Text excerpt
NJ “exit tax” is withholding — not an extra tax bill.

The NJ exit tax is a withholding requirement—not an additional tax—that applies when selling New Jersey property while moving out of state or as a non-resident. The withheld amount equals the greater of 2% of the sale price or 8.97% of the estimated gain, collected at closing and applied toward your state income tax liability.


What Is the NJ "Exit Tax"?

Despite its name, there is no separate "exit tax" in New Jersey. What people call the exit tax is actually the GIT/REP withholding—an estimated tax payment collected from sale proceeds when you sell NJ property and are moving out of state or already a non-resident.


When Does Withholding Apply?

  • You're moving out of New Jersey

  • You're already a non-resident selling NJ property


Withholding Amount

The amount withheld is the greater of:

  • 2% of the total sale price, OR

  • 8.97% of the estimated gain


How the Withholding Is Calculated

Method 1: 2% of Sale Price

  • Sale price: $800,000

  • Withholding: $800,000 × 2% = $16,000


Method 2: 8.97% of Estimated Gain

  • Sale price: $800,000

  • Original purchase price: $400,000

  • Improvements: $50,000

  • Cost basis: $450,000

  • Estimated gain: $350,000

  • Withholding: $350,000 × 8.97% = $31,395


Amount withheld: $31,395 (the greater of the two calculations)


Your Actual Tax May Be Much Lower

The withholding amount is often significantly higher than your actual tax liability for several reasons.


Primary Residence Exclusion

If the property was your primary residence for at least 2 of the last 5 years, you may exclude up to $250,000 of gain (single) or $500,000 (married filing jointly). This exclusion applies for NJ purposes too.


Example:

  • Gain: $350,000

  • Exclusion (married): $500,000

  • Taxable gain: $0

  • Actual NJ tax owed: $0


But you still had $31,395 withheld at closing. You'll receive a refund when you file your NJ return.

Job 1
In the text on the New Jersey exit tax, how long must a property have been the seller's primary residence to qualify for the gain exclusion?
Job 2
Write the next part of the New Jersey exit tax explainer, picking up after its final sentence.

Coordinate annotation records
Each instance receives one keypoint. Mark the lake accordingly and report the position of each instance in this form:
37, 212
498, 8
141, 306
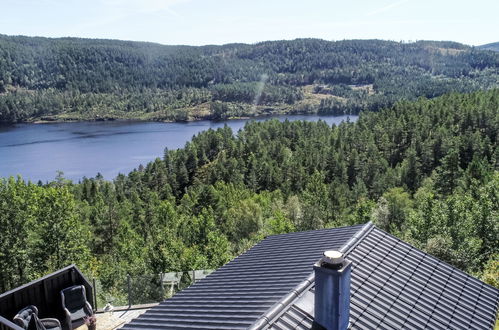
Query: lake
38, 151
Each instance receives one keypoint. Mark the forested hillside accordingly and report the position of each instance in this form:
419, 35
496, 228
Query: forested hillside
73, 79
492, 46
426, 171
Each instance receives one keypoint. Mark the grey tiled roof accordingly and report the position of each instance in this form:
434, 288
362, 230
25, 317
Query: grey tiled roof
238, 293
393, 286
396, 286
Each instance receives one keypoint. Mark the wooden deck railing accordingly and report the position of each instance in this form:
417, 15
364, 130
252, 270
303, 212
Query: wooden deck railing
44, 293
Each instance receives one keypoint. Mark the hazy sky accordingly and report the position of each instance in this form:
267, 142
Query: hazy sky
199, 22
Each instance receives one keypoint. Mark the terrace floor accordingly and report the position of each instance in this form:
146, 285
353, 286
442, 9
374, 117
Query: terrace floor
117, 318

Exercise response 1
At least 2 of the last 5 years.

Exercise response 2
Lower Actual Tax Rate

The 8.97% withholding rate is NJ's top capital gains rate. Your actual rate depends on your total income and may be lower (5.525%, 6.37%, etc.).


How to Reduce Withholding at Closing

Form GIT/REP-3: Seller Is Still NJ Resident

If you're still a NJ resident at closing and the property isn't your principal residence, filing Form GIT/REP-3 may eliminate withholding entirely.


Form GIT/REP-4: Request Reduced Withholding

If your estimated gain is significantly less than what the 2% formula would produce, file Form GIT/REP-4 to reduce the withholding amount.


The Withholding Process

  1. At closing: Buyer's attorney or title company calculates the withholding

  2. Withholding: Amount is deducted from your sale proceeds

  3. Remittance: Withheld amount is sent to NJ Division of Taxation

  4. At tax time: You file your final NJ return and report the sale

  5. Reconciliation: Overpayment results in refund; underpayment requires additional tax


Special Situations

Investment Property

Unlike primary residences, investment properties don't qualify for the capital gains exclusion. The full gain is taxable. However, a 1031 exchange (reinvesting proceeds into another investment property) can defer the gain and potentially avoid withholding.


Inherited Property

If you inherited the property, your cost basis is the fair market value at the date of death (stepped-up basis). This typically means much lower—or no—taxable gain.

Example:

  • Parents bought home for $100,000 in 1980

  • Fair market value at death: $700,000

  • Your cost basis: $700,000

  • Sale price: $750,000

  • Taxable gain: $50,000 (not $650,000)


Tax Planning Before You Sell

  • Document your cost basis: Gather records of original purchase price plus capital improvements

  • Time the sale strategically: If close to meeting the 2-year residency requirement, waiting may save significant taxes

  • Consider filing GIT/REP-4: Reduce withholding if estimated tax is less than 2% of sale price

  • Coordinate with your new state: Establish clear residency in your new state

  • Work with a CPA before closing: Minimize withholding legally and ensure accurate filings


How Monaco CPA Helps with NJ Property Sales

Monaco CPA helps Essex County homeowners and investors navigate the GIT/REP withholding process through pre-sale tax planning, GIT/REP form preparation, NJ final-year return preparation, and multi-state coordination.



Phone: (862) 320-9554


Gregory Monaco, CPA, MBA — Livingston, NJ | Serving Essex County and all of New Jersey


Frequently Asked Questions

Is the exit tax a penalty for leaving New Jersey?

No. It's simply an estimated payment of capital gains tax you would owe anyway. The withholding collects it upfront rather than waiting until you file your return.


What if the withholding is more than I owe?

You'll get a refund when you file your NJ return. Filing early (January or February) speeds up your refund.


Is the NJ exit tax the same as capital gains tax?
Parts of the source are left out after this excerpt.